> [WHAT TO PRODUCE] Rewrite the lines below, from the one containing "A teaching note to the class: indicate the flowering" through the end of the material, replacing "flowering plant" with "blooming plant" and leaving everything else unchanged.

> [THE INPUT]

>>

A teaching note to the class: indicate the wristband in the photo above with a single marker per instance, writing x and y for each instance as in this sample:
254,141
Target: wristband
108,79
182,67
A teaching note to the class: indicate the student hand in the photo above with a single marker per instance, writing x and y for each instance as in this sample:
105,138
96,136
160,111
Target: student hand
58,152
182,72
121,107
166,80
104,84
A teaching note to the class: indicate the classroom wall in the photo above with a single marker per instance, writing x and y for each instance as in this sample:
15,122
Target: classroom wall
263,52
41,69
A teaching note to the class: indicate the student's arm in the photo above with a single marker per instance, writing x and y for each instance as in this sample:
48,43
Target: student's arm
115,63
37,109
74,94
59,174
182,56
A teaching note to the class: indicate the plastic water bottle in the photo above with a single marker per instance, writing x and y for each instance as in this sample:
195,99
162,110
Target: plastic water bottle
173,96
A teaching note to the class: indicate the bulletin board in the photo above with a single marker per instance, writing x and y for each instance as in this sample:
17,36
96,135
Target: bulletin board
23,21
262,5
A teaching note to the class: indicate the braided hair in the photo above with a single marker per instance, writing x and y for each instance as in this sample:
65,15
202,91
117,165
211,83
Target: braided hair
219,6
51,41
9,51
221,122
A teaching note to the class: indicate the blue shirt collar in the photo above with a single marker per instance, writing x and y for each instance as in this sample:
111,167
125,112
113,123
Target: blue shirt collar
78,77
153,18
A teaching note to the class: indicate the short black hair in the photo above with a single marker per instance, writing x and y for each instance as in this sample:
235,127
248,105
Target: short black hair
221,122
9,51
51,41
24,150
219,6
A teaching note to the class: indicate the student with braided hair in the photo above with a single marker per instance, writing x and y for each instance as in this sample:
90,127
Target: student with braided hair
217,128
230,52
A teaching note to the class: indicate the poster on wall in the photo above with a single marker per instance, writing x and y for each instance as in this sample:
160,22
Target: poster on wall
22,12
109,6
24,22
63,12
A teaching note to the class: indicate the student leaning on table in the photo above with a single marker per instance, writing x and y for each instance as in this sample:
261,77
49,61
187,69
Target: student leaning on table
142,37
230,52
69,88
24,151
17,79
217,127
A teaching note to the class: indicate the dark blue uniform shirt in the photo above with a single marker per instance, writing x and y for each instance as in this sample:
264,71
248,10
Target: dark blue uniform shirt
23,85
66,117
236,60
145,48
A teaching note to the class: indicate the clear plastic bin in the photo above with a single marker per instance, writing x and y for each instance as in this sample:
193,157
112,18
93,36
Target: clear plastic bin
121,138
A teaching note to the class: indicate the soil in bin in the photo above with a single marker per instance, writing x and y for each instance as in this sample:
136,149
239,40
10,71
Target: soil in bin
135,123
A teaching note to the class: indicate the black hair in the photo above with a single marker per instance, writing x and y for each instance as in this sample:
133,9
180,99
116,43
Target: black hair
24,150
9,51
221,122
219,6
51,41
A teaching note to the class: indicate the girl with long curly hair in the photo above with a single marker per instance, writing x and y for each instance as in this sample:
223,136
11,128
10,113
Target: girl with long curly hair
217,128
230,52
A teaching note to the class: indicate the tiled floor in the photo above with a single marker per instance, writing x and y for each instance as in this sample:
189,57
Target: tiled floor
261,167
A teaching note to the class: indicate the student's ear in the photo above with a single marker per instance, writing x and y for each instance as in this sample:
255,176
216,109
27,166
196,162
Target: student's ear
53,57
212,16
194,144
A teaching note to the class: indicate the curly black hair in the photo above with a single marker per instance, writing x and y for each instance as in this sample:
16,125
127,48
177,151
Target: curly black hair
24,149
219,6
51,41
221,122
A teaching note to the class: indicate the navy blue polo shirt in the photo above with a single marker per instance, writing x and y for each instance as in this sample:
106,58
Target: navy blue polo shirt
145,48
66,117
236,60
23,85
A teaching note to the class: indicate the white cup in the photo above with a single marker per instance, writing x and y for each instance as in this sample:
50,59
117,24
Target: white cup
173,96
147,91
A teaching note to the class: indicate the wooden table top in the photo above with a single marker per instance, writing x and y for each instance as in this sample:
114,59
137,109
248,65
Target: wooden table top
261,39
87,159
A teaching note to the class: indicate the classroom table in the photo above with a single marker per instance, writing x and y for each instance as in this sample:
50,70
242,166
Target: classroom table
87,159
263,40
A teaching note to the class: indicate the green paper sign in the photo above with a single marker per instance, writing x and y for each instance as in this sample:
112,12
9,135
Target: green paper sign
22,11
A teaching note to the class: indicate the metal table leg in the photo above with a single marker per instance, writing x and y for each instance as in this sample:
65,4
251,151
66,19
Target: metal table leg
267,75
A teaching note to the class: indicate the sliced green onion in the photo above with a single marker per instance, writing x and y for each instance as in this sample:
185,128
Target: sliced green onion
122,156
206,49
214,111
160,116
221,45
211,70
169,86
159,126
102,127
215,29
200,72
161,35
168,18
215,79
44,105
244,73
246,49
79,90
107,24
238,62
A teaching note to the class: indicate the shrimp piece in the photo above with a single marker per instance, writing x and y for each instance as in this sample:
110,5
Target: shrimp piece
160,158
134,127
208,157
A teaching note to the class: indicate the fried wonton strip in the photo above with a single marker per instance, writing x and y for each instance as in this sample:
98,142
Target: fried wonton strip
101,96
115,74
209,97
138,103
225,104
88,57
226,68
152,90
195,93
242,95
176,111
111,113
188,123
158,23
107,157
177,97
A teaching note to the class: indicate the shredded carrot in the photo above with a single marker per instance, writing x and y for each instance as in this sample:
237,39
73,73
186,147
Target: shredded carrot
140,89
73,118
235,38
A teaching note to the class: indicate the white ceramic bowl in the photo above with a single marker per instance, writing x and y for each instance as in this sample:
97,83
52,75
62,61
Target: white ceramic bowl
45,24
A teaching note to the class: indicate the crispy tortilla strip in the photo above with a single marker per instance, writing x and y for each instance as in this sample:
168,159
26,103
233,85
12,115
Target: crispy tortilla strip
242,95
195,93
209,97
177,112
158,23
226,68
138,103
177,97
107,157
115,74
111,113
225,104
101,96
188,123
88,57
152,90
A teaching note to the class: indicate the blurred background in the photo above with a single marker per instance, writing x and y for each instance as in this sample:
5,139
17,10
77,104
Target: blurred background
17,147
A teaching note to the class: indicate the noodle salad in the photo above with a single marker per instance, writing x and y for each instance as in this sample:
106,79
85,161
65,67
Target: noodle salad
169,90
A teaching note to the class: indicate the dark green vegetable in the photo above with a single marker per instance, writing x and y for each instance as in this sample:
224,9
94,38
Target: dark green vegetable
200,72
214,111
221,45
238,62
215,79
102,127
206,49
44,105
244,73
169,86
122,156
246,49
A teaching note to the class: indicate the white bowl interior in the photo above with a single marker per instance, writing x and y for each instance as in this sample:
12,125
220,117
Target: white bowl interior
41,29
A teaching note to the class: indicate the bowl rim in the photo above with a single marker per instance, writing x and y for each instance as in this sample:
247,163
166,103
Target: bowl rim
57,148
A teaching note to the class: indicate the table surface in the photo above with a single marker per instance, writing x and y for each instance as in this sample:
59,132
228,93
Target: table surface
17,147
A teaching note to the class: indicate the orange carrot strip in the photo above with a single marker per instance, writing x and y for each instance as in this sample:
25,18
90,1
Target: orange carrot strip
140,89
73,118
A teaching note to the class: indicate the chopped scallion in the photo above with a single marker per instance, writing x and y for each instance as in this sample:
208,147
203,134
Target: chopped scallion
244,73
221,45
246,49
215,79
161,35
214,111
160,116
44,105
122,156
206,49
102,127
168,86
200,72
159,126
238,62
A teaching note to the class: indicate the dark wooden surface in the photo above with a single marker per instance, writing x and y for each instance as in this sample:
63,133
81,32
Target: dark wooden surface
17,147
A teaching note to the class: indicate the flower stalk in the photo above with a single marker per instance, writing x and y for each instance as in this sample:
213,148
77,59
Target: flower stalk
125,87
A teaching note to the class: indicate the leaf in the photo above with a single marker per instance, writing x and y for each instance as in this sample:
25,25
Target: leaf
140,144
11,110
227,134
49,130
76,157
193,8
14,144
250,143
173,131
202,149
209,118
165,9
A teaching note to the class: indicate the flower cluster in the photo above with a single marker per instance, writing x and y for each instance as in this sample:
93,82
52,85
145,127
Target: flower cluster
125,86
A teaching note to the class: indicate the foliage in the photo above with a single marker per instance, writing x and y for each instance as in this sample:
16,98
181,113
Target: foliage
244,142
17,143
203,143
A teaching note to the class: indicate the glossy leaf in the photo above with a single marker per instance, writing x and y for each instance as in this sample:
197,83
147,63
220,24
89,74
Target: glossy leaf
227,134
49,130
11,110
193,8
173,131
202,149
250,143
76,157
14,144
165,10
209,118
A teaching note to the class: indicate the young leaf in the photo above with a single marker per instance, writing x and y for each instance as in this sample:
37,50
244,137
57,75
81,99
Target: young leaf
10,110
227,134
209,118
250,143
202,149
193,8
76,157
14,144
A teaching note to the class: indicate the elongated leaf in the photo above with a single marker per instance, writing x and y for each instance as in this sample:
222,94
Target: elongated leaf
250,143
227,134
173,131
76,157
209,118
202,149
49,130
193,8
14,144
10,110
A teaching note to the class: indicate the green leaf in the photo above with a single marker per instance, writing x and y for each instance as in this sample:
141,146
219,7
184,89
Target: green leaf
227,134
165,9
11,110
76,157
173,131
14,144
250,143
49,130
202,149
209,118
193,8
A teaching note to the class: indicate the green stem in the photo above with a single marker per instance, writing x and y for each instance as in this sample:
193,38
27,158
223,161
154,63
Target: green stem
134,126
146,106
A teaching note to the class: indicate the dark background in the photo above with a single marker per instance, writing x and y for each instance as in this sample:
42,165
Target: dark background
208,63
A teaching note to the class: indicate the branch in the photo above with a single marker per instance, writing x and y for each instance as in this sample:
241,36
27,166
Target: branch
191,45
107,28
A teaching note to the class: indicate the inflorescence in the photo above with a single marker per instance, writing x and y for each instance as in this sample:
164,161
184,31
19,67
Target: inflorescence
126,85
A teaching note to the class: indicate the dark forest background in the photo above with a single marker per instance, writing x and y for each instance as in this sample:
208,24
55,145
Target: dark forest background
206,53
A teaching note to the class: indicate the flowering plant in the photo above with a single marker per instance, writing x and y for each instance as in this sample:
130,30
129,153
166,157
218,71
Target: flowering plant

<<

> [WRITTEN SOLUTION]
A teaching note to the class: indicate the blooming plant in the photo above with a single marker per instance, writing x and y for each instance as in this sample:
130,30
129,153
166,157
218,71
Target: blooming plant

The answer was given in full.